-- WRITTEN REQUEST --
Will you quote only the lines starting at the one that contains "Identify each instance of the white baseboard" and ending with the last line of the listing below, inclusive?

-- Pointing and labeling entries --
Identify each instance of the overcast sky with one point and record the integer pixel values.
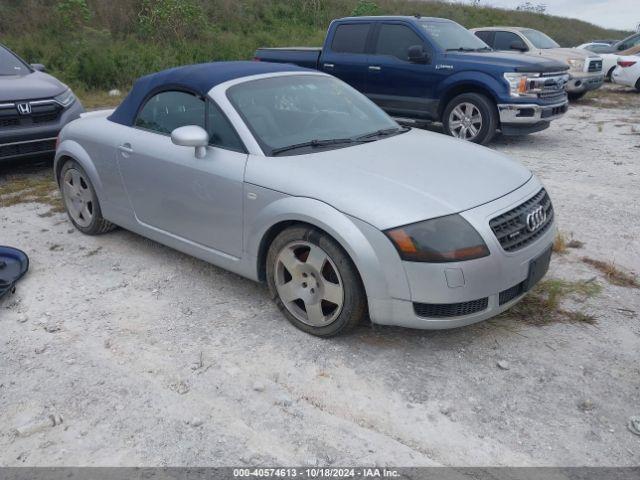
(621, 14)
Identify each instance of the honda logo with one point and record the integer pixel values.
(536, 218)
(24, 108)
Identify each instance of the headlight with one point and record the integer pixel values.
(443, 239)
(524, 84)
(576, 64)
(66, 98)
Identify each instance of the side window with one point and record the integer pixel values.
(487, 37)
(350, 38)
(395, 40)
(167, 111)
(221, 132)
(504, 40)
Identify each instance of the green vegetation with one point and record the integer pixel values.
(98, 45)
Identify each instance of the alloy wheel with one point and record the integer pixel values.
(465, 121)
(77, 196)
(309, 283)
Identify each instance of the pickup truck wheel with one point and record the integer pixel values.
(472, 117)
(314, 283)
(80, 200)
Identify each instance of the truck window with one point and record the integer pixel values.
(504, 40)
(487, 37)
(395, 40)
(351, 38)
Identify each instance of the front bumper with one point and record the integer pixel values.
(584, 83)
(523, 114)
(36, 139)
(483, 279)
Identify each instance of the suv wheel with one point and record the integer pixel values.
(80, 200)
(314, 282)
(472, 117)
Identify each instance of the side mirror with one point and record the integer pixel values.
(416, 54)
(518, 46)
(191, 136)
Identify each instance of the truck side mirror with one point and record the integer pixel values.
(416, 54)
(518, 46)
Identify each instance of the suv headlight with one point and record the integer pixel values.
(443, 239)
(66, 98)
(524, 84)
(576, 64)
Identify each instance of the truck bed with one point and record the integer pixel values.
(304, 56)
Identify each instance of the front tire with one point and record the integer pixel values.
(80, 200)
(314, 283)
(472, 117)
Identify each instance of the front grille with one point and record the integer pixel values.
(443, 310)
(40, 114)
(595, 66)
(511, 229)
(511, 293)
(28, 148)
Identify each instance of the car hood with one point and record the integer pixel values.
(35, 85)
(399, 180)
(508, 61)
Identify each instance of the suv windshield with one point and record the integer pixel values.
(298, 113)
(10, 64)
(452, 36)
(539, 39)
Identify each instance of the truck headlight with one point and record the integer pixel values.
(66, 98)
(576, 64)
(524, 84)
(444, 239)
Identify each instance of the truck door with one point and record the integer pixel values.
(345, 53)
(401, 87)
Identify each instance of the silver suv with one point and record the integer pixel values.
(34, 106)
(585, 68)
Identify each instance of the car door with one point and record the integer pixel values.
(346, 55)
(397, 85)
(172, 191)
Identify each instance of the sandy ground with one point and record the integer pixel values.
(144, 356)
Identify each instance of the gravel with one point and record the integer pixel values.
(134, 317)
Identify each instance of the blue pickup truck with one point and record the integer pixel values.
(431, 69)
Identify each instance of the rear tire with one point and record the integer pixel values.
(80, 200)
(472, 117)
(314, 283)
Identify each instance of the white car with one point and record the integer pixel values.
(628, 71)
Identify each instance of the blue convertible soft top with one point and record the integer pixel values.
(199, 79)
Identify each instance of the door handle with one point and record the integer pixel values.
(125, 149)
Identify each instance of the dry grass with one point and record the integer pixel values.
(613, 274)
(542, 306)
(22, 188)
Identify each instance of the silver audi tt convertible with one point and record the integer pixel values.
(291, 177)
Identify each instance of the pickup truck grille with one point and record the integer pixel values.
(511, 228)
(595, 65)
(41, 113)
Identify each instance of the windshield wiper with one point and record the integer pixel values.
(313, 144)
(381, 133)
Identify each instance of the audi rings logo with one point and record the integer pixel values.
(536, 218)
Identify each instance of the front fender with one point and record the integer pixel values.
(372, 253)
(71, 148)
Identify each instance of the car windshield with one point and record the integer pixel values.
(299, 113)
(452, 36)
(539, 39)
(10, 64)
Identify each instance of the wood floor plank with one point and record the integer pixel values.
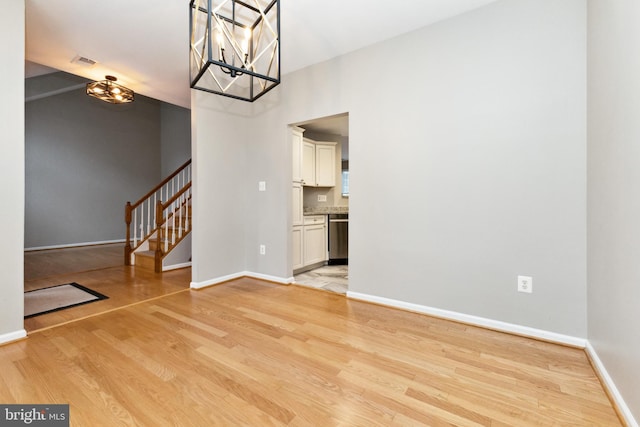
(249, 352)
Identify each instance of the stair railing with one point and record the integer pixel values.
(173, 222)
(140, 217)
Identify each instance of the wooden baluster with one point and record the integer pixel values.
(127, 244)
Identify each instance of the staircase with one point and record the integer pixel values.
(156, 229)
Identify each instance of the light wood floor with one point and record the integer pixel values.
(101, 269)
(249, 352)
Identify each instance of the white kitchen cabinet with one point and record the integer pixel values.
(314, 240)
(296, 151)
(325, 164)
(308, 163)
(297, 247)
(296, 204)
(318, 163)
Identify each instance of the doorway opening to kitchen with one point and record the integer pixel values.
(320, 203)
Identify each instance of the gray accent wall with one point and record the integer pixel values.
(614, 196)
(175, 137)
(85, 159)
(12, 170)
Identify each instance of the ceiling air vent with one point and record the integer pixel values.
(83, 61)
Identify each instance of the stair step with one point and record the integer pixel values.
(146, 260)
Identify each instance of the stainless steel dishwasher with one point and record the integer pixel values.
(338, 239)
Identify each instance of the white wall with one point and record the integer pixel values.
(468, 167)
(219, 169)
(613, 198)
(12, 170)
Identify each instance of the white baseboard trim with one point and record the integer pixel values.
(611, 387)
(474, 320)
(12, 336)
(217, 280)
(176, 266)
(268, 278)
(73, 245)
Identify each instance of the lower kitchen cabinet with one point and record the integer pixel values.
(314, 240)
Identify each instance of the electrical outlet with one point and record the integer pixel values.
(525, 284)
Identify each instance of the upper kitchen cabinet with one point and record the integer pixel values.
(318, 163)
(296, 137)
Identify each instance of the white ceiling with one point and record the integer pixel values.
(145, 44)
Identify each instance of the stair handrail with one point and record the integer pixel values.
(177, 205)
(135, 213)
(164, 181)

-- WRITTEN ANSWER --
Identify each instance of the white baseboard trim with one point and record the integer pixel values.
(611, 387)
(474, 320)
(12, 336)
(217, 280)
(176, 266)
(268, 278)
(73, 245)
Identify each instance of the lower kitchen cabinet with one point and record the integer pixel values.
(314, 240)
Identify each instance of the electrical outlet with one point and record the integer pixel values.
(525, 284)
Identify each instance of the upper kitchen cabinet with one point and record the integer pixel values.
(318, 163)
(296, 137)
Identify each instance of the white ceiling with one point and record the integer pixel values.
(145, 44)
Identify each instance of the stair handrail with one point and record the integer pixel values.
(177, 205)
(135, 213)
(164, 181)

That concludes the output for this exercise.